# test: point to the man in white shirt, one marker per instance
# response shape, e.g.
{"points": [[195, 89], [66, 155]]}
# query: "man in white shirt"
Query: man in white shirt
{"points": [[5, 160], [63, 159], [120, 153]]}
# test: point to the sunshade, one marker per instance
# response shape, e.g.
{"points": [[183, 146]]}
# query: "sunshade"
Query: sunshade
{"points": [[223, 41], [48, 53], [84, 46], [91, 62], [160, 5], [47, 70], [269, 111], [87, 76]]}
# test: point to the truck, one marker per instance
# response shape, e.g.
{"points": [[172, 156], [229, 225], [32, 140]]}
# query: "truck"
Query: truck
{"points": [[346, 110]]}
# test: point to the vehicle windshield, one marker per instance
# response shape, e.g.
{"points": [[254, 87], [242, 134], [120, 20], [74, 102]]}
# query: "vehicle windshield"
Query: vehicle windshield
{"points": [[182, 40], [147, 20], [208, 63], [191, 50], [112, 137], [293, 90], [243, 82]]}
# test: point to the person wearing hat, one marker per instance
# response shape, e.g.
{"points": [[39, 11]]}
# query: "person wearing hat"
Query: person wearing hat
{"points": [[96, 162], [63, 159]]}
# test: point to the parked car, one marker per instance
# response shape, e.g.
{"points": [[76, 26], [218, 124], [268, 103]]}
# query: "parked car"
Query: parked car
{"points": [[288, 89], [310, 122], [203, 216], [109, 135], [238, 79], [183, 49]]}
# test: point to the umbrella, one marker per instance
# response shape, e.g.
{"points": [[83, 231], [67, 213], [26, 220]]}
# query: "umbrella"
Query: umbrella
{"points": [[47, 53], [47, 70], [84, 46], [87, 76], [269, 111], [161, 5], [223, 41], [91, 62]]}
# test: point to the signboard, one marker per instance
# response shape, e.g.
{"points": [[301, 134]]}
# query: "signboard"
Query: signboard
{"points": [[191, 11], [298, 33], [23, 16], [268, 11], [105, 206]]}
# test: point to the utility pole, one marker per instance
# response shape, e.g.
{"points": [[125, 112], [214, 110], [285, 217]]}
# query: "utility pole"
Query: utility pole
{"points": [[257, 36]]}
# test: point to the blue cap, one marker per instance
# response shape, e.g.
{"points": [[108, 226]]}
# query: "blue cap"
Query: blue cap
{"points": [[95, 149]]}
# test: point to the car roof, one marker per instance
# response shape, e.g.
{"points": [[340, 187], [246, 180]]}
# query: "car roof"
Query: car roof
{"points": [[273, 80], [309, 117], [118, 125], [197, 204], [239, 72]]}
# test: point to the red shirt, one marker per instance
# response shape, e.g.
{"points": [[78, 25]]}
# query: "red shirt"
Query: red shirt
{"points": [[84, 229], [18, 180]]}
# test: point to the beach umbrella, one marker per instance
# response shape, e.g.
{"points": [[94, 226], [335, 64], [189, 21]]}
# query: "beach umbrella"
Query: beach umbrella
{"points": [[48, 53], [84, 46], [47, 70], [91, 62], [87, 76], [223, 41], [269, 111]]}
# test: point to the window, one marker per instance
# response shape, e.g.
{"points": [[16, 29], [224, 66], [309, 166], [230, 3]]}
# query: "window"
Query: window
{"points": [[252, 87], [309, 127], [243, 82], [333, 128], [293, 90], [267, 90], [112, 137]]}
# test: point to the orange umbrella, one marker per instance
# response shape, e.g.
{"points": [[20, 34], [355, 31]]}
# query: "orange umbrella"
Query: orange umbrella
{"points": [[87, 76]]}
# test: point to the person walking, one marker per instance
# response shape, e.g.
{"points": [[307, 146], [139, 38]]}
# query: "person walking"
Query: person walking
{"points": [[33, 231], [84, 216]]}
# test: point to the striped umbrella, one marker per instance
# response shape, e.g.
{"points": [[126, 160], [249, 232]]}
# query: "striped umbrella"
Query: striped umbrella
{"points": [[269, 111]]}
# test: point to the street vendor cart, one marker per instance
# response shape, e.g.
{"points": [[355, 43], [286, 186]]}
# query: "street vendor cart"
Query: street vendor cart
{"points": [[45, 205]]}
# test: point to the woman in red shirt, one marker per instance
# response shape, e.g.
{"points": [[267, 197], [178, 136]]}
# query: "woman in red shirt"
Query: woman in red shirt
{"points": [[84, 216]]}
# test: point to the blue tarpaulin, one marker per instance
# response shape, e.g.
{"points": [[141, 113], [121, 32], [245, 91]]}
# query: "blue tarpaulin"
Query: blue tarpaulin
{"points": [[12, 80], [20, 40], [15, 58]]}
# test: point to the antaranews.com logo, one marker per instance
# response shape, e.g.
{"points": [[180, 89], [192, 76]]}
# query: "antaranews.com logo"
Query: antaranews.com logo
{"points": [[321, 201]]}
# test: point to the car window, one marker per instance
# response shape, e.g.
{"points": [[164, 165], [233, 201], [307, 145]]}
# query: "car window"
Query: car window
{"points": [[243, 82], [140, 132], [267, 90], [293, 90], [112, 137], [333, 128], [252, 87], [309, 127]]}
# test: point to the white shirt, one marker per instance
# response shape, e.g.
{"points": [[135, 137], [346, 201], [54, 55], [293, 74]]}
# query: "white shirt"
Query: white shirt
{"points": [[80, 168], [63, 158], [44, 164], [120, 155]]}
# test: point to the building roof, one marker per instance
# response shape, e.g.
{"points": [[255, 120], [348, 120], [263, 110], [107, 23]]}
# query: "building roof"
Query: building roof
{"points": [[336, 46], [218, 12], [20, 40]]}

## Stated goal
Copy out the listing above word for word, from its first line to its last.

## Response
# test: point to the man in white shirt, one marker per instance
# response shape, e.g.
{"points": [[195, 89], [66, 155]]}
# query: "man in white shirt"
Query: man in white shirt
{"points": [[5, 160], [63, 159], [120, 153]]}
# test: point to the sunshade, one marker per instance
# response shape, e.g.
{"points": [[183, 146]]}
# query: "sunshade"
Query: sunshade
{"points": [[223, 41], [48, 53], [84, 46], [91, 62], [160, 5], [47, 70], [269, 111], [87, 76]]}
# test: point to the truck, one marker per instance
# response shape, e.g.
{"points": [[172, 156], [229, 225], [32, 140]]}
# query: "truck"
Query: truck
{"points": [[346, 110]]}
# test: point to the vehicle windshield, one marker per instance
# response shape, e.g.
{"points": [[254, 87], [242, 134], [120, 20], [74, 102]]}
# query: "vehicle windshield"
Query: vehicle windshield
{"points": [[182, 40], [147, 20], [208, 63], [191, 50], [112, 137], [293, 90], [243, 82]]}
# test: point to the person wearing hat, one marker per instance
# response shape, e.g.
{"points": [[39, 11]]}
# query: "person wearing hat"
Query: person wearing hat
{"points": [[96, 162], [63, 159]]}
# test: point to the parked car, one marker per instance
# response shape, e.g.
{"points": [[76, 26], [218, 124], [268, 103]]}
# query: "parked car"
Query: parked car
{"points": [[288, 89], [310, 122], [203, 216], [109, 135], [238, 79], [183, 49]]}
# test: point to the umbrella, one marker per instance
# response shape, e.g.
{"points": [[83, 231], [67, 213], [26, 220]]}
# query: "umbrella"
Query: umbrella
{"points": [[47, 53], [47, 70], [84, 46], [87, 76], [269, 111], [161, 5], [223, 41], [91, 62]]}
# test: point to the signboard, one marker per instance
# response shape, e.g.
{"points": [[301, 134]]}
# query: "signboard"
Query: signboard
{"points": [[191, 11], [298, 33], [23, 16], [268, 11], [105, 206]]}
# test: point to the utility pole, one marker per instance
# response shape, e.g.
{"points": [[125, 112], [214, 110], [285, 217]]}
# query: "utility pole"
Query: utility pole
{"points": [[257, 36]]}
# test: point to the blue cap, one marker per instance
# response shape, e.g.
{"points": [[108, 226]]}
# query: "blue cap"
Query: blue cap
{"points": [[95, 149]]}
# test: point to the car roof, one marker per instance
# response shape, e.g.
{"points": [[340, 187], [246, 180]]}
# query: "car roof"
Query: car roof
{"points": [[273, 80], [309, 117], [118, 125], [197, 204], [239, 72]]}
# test: point to the red shirt, one marker per instance
# response shape, e.g.
{"points": [[78, 25]]}
# query: "red shirt"
Query: red shirt
{"points": [[84, 229], [18, 180]]}
# test: point to the beach umbrella, one marker per instance
# response shape, e.g.
{"points": [[94, 226], [335, 64], [189, 21]]}
# query: "beach umbrella"
Query: beach umbrella
{"points": [[48, 53], [84, 46], [47, 70], [91, 62], [87, 76], [223, 41], [269, 111]]}
# test: point to the window, one marker per instance
# response shape, e.g.
{"points": [[16, 29], [224, 66], [309, 166], [230, 3]]}
# query: "window"
Query: window
{"points": [[252, 87], [309, 127], [243, 82], [333, 128], [293, 90], [267, 90], [112, 137]]}
# test: point to the orange umbrella, one marker per instance
# response shape, e.g.
{"points": [[20, 34], [355, 31]]}
# query: "orange umbrella"
Query: orange umbrella
{"points": [[87, 76]]}
# test: point to the person walking, one marker per instance
# response shape, e.g.
{"points": [[307, 146], [139, 38]]}
# query: "person walking"
Query: person walking
{"points": [[33, 231], [84, 216]]}
# test: point to the striped umbrella, one marker per instance
# response shape, e.g.
{"points": [[126, 160], [249, 232]]}
# query: "striped umbrella"
Query: striped umbrella
{"points": [[269, 111]]}
# test: point to the street vendor cart, one marker per instance
# response shape, e.g.
{"points": [[355, 43], [286, 186]]}
# query: "street vendor cart"
Query: street vendor cart
{"points": [[45, 205]]}
# test: point to the woman in red shirt, one marker per instance
# response shape, e.g.
{"points": [[267, 197], [178, 136]]}
# query: "woman in red shirt"
Query: woman in red shirt
{"points": [[84, 216]]}
# test: point to the blue tarpaulin, one marker per instance
# response shape, e.g.
{"points": [[141, 113], [121, 32], [245, 91]]}
# query: "blue tarpaulin"
Query: blue tarpaulin
{"points": [[12, 80], [20, 40], [15, 58]]}
# test: point to the antaranews.com logo, one marker per instance
# response shape, e.g.
{"points": [[180, 89], [192, 76]]}
# query: "antaranews.com logo"
Query: antaranews.com logo
{"points": [[321, 201]]}
# test: point to the car window, one marker per instance
# response shape, e.g.
{"points": [[164, 165], [233, 201], [307, 145]]}
# query: "car window"
Query: car window
{"points": [[243, 82], [140, 132], [267, 90], [293, 90], [112, 137], [333, 128], [252, 87], [309, 127]]}
# test: point to the white shirt, one marker per instance
# response shape, e.g.
{"points": [[135, 137], [346, 201], [54, 55], [293, 74]]}
# query: "white shirt"
Query: white shirt
{"points": [[80, 168], [63, 158], [44, 164], [120, 155]]}
# test: point to the building roof, one marker per instance
# response shape, e.g.
{"points": [[255, 120], [348, 120], [263, 110], [107, 23]]}
# query: "building roof"
Query: building roof
{"points": [[336, 46], [218, 12], [20, 40]]}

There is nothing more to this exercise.